**TEXTE EXTRAIT:**
——————

Les apparents désordres de ce monde ne peuvent être invoqués contre Dieu. Juge-t-on de l’administration d’un État, des mœurs des citoyens qui l’habitent par ce qui se passe dans les prisons ? La terre, avec ses misères et ses péchés, est à l’univers des esprits ce qu’un cachot est à un royaume. Tout porte à croire qu’il existe d’innombrables ordres d’intelligences plus heureuses et plus parfaites que l’homme. Notre vie est un moment, notre globe est un point dans le système total de la création divine. Nous admirons pourtant la splendeur des choses d’ici-bas : c’est que nous ne connaissons rien de mieux ; « mais si nous savions ce que c’est que d’être un ange pendant une heure, nous reviendrions en ce monde, fût-ce pour y occuper le trône le plus éclatant, avec beaucoup plus de répugnance et de dégoût que nous n’en aurions maintenant à descendre dans le cachot le plus horrible ou dans la tombe[1] ».

Cet optimisme, qui n’est d’ailleurs pas fort original, a chez Berkeley une portée pratique plus grande que chez Leibniz, car il ne s’embarrasse d’aucune considération métaphysique. Leibniz suppose une infinité de mondes possibles, distingue la nécessité géométrique de la nécessité morale, parle de volonté antécédente et de volonté conséquente, prétend concilier la prescience et la providence divine avec une liberté humaine que sa théorie supprime : c’est un imposant appareil de spéculations profondes dont s’enchante la pensée pure, mais qui n’ont, je le crains, que peu d’action sur la conduite. Berkeley, pour qui la philosophie a comme unique objet de rendre les hommes meilleurs, l’allège et la simplifie à l’excès. Il a déjà fait l’économie de la substance matérielle ; il a réduit la psychologie à ce qui est essentiel pour que l’homme trouve dans la conscience de son activité et de ses perceptions la preuve de la causalité et de l’intelligence divines ; il se borne à constater en Dieu même ce qui seul nous importe réellement pour bien vivre : la puissance, la sagesse, la justice, la bonté. Il n’en faut savoir davantage pour la pratique. Dieu est infini, sans doute, mais cette notion d’infinité est pleine d’embûches, de contradictions ; en elle-même, elle est une abstraction inintelligible[2], comme la matière-substance, comme le temps et l’espace. Elle a peuplé de chimères les mathématiques et la géométrie. Gardons qu’elle n’embrouille aussi la théologie naturelle ; il sera

  1. Alciphr., IV, 23.
  2. Princ. of Human Knowledge, sect. 130, 131, et Analyst.

——————

**DONNÉES FOURNIES:**
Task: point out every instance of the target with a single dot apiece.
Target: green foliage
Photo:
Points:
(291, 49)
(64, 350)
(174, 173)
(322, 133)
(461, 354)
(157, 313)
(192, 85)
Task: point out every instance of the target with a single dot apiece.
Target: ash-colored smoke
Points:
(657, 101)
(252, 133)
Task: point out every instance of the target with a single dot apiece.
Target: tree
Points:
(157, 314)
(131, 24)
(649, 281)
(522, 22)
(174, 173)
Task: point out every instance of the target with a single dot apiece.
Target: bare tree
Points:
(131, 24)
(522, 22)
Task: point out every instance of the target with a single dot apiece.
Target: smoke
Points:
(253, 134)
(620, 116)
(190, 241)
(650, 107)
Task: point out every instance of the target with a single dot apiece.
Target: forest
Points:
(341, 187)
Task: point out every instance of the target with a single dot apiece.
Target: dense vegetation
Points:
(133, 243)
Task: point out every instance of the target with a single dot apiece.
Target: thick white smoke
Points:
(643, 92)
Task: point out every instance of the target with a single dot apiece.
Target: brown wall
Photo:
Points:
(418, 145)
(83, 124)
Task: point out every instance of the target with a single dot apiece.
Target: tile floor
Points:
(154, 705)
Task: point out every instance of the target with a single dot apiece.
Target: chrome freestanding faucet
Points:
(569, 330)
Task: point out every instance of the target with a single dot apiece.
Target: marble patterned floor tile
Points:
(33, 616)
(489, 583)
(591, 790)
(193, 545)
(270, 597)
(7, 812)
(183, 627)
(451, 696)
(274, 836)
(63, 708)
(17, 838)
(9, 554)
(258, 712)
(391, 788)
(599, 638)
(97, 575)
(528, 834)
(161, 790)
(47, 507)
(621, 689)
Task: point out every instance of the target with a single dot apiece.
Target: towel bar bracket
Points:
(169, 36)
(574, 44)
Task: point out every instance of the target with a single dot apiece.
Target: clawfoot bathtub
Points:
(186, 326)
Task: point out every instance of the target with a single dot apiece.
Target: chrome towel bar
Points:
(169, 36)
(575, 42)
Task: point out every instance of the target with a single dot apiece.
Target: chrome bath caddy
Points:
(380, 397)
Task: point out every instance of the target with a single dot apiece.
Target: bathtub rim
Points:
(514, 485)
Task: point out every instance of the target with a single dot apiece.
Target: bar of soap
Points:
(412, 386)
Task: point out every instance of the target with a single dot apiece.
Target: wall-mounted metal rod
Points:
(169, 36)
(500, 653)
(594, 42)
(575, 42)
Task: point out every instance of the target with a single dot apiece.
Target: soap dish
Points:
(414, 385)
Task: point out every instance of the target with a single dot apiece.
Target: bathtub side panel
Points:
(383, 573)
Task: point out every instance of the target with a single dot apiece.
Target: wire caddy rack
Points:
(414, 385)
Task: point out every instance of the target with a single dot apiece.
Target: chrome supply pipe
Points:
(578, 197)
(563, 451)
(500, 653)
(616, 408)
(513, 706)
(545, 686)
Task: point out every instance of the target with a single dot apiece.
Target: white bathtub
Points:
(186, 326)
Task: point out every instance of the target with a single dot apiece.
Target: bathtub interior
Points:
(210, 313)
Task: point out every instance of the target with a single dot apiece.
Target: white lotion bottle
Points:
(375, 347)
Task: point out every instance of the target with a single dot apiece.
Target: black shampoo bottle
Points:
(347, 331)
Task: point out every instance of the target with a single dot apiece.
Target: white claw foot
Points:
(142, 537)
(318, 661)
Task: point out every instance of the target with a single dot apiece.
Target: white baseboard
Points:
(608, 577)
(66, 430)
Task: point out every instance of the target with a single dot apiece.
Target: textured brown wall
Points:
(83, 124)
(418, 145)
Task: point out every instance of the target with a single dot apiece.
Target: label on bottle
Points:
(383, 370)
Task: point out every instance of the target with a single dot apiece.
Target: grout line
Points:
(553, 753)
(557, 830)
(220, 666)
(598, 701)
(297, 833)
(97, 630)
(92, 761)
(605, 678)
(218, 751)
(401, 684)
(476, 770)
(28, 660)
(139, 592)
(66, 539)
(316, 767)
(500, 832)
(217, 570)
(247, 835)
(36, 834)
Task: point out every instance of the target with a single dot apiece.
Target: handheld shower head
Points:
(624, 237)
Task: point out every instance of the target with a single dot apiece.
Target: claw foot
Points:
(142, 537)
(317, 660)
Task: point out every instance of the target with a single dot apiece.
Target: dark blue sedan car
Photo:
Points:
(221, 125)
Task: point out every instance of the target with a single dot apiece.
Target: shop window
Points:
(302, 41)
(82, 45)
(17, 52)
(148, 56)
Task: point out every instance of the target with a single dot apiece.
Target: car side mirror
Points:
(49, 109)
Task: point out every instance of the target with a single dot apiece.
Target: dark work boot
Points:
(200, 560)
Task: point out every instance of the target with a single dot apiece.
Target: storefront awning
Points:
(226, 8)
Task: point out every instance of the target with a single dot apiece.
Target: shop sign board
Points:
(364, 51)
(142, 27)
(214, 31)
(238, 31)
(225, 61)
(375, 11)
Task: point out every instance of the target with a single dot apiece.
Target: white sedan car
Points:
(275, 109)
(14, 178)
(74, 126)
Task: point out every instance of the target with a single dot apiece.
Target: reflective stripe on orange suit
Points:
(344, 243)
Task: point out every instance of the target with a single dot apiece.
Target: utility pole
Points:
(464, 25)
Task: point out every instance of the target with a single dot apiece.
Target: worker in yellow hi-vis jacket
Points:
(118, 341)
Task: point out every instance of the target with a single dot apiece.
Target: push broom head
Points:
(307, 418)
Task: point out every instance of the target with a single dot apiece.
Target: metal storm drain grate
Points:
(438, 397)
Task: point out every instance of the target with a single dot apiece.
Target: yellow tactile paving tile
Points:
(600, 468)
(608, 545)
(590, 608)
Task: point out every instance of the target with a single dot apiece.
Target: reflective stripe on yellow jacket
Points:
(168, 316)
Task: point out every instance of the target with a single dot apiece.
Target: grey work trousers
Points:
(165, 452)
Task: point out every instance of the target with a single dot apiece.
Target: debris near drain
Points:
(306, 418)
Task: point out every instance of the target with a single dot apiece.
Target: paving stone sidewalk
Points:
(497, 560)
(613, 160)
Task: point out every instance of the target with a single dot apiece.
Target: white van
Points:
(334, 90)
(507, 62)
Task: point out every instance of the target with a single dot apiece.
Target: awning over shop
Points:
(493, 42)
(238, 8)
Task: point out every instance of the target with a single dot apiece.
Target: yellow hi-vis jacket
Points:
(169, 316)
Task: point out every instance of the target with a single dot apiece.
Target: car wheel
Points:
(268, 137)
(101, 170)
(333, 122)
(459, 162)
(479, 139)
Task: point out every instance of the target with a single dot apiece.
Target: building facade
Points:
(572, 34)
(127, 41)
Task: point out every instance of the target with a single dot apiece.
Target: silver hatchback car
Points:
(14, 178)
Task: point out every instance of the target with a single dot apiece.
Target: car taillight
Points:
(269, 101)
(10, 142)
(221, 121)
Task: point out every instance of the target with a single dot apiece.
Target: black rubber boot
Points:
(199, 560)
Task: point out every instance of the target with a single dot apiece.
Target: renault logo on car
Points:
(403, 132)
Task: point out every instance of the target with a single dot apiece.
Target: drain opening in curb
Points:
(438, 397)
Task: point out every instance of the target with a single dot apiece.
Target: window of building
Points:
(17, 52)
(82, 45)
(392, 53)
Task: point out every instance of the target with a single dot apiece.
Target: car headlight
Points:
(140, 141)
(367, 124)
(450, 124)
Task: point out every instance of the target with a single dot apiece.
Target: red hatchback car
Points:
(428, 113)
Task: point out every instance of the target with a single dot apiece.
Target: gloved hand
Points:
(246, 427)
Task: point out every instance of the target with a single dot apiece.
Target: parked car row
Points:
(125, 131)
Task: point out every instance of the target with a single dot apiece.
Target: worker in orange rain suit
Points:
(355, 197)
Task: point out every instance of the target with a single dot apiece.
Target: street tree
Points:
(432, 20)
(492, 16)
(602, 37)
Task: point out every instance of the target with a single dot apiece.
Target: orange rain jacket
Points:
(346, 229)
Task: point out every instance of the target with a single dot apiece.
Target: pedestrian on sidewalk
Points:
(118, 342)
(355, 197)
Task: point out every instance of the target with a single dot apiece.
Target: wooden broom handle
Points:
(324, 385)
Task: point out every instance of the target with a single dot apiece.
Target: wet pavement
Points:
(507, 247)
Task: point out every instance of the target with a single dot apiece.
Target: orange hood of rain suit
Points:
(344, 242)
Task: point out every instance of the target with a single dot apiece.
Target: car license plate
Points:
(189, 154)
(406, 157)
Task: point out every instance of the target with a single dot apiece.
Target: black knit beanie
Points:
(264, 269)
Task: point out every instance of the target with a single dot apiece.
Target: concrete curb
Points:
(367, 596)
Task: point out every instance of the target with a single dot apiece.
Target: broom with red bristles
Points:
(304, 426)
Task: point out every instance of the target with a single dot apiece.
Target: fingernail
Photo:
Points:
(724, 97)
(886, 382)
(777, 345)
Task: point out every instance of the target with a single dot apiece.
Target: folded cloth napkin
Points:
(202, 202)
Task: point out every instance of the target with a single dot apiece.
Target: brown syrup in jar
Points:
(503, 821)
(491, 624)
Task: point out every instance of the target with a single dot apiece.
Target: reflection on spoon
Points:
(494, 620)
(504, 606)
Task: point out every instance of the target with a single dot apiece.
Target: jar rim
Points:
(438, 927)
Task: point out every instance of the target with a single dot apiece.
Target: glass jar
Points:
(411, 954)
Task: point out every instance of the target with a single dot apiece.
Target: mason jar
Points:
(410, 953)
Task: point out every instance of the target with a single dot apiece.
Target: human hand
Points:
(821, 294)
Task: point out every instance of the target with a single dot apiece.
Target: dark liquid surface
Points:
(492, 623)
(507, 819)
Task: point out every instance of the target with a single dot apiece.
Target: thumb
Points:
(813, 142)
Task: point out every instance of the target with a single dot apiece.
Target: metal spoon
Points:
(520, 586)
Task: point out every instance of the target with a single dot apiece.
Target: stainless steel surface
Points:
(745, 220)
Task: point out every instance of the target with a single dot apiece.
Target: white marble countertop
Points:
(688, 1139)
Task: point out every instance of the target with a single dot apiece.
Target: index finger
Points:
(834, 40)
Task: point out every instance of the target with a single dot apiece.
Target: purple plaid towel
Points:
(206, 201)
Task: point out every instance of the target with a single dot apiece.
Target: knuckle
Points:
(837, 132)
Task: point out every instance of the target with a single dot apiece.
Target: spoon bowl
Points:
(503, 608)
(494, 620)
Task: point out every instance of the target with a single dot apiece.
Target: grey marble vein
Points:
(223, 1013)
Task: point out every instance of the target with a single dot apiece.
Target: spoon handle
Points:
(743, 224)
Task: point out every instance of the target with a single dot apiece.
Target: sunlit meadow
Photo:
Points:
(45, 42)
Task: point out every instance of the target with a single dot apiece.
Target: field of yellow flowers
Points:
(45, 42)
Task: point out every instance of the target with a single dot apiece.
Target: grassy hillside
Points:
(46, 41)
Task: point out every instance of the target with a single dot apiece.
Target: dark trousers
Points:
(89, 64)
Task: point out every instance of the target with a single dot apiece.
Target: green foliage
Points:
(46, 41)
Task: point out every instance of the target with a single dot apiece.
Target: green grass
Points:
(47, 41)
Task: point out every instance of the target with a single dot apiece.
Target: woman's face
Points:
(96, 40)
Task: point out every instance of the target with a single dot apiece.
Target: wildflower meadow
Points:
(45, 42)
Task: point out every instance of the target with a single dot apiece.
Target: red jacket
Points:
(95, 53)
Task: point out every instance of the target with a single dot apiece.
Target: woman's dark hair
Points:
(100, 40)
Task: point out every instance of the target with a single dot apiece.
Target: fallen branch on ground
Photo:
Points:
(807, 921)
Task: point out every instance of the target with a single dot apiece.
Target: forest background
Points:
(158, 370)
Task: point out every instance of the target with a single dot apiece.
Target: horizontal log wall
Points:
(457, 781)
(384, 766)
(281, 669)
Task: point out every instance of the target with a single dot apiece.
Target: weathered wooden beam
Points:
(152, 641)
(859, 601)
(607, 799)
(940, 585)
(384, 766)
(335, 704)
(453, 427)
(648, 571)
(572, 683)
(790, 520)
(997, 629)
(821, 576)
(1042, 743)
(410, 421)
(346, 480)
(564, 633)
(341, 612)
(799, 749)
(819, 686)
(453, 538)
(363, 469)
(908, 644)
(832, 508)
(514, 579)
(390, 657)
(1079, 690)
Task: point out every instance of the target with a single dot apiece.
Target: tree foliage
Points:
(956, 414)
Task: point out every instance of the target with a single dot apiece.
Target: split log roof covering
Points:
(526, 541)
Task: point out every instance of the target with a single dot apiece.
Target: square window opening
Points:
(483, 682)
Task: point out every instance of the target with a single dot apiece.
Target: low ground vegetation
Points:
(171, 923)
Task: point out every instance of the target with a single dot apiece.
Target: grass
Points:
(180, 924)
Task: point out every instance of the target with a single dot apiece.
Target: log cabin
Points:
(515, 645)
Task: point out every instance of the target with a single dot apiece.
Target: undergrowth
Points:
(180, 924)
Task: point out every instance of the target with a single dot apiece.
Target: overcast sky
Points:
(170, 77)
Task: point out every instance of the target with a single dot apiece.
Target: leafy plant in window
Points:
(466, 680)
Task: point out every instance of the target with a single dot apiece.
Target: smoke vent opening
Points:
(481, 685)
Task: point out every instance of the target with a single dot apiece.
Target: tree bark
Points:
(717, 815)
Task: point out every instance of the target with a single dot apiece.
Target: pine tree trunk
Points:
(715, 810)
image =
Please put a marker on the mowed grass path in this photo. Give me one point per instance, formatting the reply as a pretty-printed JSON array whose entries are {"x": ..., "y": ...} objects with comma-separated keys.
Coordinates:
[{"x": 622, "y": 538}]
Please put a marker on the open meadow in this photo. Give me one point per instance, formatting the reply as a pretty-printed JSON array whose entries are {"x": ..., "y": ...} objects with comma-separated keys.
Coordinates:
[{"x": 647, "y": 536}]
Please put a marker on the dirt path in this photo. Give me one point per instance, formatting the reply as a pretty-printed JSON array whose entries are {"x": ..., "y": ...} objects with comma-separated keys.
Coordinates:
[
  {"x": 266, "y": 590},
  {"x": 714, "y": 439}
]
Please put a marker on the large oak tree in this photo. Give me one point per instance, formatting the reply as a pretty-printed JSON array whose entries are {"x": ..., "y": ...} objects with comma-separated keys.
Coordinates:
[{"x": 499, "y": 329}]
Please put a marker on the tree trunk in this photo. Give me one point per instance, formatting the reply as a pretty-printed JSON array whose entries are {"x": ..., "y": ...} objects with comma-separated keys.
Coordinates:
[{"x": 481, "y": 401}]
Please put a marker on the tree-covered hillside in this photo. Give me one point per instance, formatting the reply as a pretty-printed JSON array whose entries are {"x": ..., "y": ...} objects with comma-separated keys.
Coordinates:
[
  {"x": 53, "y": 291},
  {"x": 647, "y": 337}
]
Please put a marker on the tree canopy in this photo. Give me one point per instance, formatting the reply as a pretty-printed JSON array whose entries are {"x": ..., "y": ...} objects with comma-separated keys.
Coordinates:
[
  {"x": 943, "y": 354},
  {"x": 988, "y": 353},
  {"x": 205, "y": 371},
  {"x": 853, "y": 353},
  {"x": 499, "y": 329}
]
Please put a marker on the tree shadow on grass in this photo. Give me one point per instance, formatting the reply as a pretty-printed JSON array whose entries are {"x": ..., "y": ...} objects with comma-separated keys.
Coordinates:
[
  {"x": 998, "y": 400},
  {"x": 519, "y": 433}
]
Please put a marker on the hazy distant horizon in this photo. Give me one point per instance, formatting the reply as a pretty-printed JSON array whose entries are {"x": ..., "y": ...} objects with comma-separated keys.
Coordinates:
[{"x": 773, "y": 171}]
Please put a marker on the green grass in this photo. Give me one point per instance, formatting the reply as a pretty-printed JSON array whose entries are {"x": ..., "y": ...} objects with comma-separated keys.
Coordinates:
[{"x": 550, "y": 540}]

——————

**TRAVAIL À FAIRE:**
**1.** Dans l'extrait sur Berkeley et Leibniz, quelles qualités Berkeley se borne-t-il à constater en Dieu comme seules utiles pour bien vivre ? Énumérez-les toutes.
**2.** Signalez chaque ligne des entrées où figure le mot "yellow", en tenant compte de la casse.

**RÉPONSES:**
**1.**
- la puissance
- la sagesse
- la justice
- la bonté

**2.**
Target: worker in yellow hi-vis jacket
Target: yellow tactile paving tile
Target: reflective stripe on yellow jacket
Target: yellow hi-vis jacket
Target: field of yellow flowers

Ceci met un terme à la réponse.